POTSDAM Bis zu einem weltoffenen, toleranten Brandenburg ist es nach
Einschätzung von Bildungsminister Steffen Reiche (SPD) noch ein langer
Weg.
Leider werde die Zahl der Ausländer im Land vielfach völlig
überschätzt,
sagte Reiche gestern in Potsdam. Er nahm an einer Plenumsitzung des
Aktionsbündnisses gegen Gewalt, Rechtsextremismus und
Fremdenfeindlichkeit
teil, dem 50 Organisationen und gesellschaftliche Gruppierungen
angehören.
Der alltägliche Rassismus komme nach wie vor aus der Mitte der
Gesellschaft,
sagte der Vize-Vorsitzende des Aktionsbündnisses, Detlef Baer. Als
Beispiel
nannte er Wittstock, wo jugendliche Gewalttäter äußerlich nicht als
Rechtsextreme zu erkennen waren. Sie hatten im Mai 2002 einen
24-jährigen
Russlanddeutschen so brutal geschlagen und getreten, dass er später an
seinen Verletzungen starb.
****
→ **Arbeitsauftrag**: Nennen Sie alle geografischen Namen, die in der Meldung über das Aktionsbündnis gegen Fremdenfeindlichkeit vorkommen. Die Datensätze werden für die Bearbeitung nicht gebraucht.
****
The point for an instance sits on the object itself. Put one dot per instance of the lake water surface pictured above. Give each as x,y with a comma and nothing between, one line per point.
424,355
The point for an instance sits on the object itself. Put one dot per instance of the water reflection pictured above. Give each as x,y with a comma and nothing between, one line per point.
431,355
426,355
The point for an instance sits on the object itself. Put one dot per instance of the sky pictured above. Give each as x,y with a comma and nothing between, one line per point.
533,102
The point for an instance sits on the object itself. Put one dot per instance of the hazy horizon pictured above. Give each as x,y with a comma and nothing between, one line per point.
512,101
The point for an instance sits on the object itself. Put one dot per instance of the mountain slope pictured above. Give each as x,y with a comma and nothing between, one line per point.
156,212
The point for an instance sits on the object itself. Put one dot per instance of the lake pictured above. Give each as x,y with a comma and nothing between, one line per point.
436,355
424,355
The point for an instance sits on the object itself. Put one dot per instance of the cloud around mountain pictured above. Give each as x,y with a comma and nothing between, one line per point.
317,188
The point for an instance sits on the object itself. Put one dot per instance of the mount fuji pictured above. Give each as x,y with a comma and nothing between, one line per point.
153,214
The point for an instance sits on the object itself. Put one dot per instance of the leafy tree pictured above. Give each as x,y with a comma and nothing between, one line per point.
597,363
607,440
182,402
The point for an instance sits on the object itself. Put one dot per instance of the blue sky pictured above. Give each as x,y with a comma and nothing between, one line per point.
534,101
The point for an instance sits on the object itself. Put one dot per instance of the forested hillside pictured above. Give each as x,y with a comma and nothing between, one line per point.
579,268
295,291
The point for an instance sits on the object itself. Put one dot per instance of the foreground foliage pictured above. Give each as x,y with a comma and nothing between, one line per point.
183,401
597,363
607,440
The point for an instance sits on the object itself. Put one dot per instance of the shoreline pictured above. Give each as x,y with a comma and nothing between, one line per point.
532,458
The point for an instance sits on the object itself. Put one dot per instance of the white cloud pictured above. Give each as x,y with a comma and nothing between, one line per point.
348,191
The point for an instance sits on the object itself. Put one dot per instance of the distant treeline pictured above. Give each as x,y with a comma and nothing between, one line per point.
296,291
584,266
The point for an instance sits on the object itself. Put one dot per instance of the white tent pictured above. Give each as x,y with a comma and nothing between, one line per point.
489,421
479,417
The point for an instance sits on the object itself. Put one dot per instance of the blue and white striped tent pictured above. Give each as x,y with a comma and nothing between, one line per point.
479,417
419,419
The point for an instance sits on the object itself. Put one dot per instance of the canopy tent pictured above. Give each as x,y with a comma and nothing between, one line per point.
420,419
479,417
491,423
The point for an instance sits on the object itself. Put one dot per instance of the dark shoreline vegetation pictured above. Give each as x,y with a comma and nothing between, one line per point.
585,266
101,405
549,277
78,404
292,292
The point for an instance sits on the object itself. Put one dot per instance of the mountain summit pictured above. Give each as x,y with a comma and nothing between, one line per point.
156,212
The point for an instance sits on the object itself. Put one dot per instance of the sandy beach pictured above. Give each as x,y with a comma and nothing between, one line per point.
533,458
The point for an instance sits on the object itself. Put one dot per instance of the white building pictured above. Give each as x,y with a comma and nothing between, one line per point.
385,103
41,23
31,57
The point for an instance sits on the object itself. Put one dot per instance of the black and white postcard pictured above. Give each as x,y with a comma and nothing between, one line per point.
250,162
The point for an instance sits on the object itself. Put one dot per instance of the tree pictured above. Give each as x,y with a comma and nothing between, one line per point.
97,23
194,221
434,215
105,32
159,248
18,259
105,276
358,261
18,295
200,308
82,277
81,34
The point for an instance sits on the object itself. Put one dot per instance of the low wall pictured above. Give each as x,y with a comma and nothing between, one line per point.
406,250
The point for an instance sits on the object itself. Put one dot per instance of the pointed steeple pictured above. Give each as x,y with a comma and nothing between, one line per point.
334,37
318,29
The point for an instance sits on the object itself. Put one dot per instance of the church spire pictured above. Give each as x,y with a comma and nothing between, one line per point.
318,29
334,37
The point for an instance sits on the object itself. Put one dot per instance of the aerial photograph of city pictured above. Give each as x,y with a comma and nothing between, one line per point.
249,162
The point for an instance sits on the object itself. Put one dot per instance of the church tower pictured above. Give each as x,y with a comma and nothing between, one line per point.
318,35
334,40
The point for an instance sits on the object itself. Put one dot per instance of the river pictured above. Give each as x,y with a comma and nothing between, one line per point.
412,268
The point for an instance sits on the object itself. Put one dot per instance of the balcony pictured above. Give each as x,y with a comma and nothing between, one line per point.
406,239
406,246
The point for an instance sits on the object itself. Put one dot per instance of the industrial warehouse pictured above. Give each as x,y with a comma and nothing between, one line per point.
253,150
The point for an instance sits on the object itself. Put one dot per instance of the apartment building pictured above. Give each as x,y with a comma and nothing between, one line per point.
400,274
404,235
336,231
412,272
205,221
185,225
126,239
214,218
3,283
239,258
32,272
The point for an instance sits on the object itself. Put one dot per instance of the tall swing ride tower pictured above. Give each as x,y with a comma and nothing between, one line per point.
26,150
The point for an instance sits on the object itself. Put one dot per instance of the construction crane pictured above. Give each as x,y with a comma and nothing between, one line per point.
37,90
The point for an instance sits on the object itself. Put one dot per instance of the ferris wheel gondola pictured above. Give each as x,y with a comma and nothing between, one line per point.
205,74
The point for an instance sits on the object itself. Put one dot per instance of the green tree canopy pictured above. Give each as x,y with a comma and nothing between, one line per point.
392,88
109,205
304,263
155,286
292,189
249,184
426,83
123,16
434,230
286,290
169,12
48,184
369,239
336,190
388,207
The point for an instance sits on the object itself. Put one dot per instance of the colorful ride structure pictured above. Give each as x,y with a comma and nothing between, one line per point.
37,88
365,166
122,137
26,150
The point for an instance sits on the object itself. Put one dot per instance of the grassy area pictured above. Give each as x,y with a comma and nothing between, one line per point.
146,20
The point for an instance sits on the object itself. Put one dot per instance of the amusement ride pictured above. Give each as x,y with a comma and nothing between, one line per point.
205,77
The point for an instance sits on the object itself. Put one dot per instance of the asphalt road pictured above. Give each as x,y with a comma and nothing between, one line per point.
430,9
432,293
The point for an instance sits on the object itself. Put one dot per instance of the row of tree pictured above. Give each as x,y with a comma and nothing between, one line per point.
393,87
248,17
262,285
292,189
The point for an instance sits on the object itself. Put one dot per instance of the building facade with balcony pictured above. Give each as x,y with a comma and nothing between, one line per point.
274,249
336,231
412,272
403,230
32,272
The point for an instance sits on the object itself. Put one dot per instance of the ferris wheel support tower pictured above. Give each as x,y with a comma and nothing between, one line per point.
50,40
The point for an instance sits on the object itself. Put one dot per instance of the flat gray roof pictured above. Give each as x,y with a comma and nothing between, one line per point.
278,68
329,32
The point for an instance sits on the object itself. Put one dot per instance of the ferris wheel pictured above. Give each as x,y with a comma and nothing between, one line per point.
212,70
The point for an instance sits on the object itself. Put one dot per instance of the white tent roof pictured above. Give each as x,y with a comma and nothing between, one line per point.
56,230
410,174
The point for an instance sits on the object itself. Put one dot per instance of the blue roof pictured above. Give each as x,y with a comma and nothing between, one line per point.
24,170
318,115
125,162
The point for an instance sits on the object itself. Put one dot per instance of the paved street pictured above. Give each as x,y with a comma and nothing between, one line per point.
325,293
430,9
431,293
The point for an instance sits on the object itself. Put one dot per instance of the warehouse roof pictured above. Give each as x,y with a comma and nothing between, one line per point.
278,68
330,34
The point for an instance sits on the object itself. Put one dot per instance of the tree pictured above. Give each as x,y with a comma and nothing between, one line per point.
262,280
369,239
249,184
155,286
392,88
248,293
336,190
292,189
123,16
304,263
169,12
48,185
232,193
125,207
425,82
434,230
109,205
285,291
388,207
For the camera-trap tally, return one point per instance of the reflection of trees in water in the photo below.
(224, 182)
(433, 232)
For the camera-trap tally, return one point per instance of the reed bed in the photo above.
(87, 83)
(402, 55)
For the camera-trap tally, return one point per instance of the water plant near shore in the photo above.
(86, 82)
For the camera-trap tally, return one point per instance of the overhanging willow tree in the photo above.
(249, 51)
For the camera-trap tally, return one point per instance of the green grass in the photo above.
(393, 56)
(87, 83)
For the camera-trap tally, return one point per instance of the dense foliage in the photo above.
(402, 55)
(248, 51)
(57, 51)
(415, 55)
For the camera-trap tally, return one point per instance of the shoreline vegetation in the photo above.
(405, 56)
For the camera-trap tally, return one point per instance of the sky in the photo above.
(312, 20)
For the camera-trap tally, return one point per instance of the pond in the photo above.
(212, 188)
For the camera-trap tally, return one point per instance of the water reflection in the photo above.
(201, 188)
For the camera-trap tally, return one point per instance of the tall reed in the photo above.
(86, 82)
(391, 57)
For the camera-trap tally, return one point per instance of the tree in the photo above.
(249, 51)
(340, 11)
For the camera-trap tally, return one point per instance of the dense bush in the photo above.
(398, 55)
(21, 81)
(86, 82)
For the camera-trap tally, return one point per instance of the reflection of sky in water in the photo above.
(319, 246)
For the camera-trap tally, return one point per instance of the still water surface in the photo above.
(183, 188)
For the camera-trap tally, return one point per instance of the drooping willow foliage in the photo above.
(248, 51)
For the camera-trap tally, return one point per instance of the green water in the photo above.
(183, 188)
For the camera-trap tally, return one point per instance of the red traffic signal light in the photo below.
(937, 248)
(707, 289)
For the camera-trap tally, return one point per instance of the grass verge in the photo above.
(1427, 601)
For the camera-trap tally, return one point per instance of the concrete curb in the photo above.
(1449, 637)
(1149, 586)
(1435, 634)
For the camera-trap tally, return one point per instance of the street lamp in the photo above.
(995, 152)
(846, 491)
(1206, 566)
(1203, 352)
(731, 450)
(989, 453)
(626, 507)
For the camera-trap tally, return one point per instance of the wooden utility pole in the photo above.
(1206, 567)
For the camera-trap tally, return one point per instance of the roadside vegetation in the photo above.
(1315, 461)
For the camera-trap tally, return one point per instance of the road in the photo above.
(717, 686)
****
→ **Lösung**: Potsdam, Brandenburg, Wittstock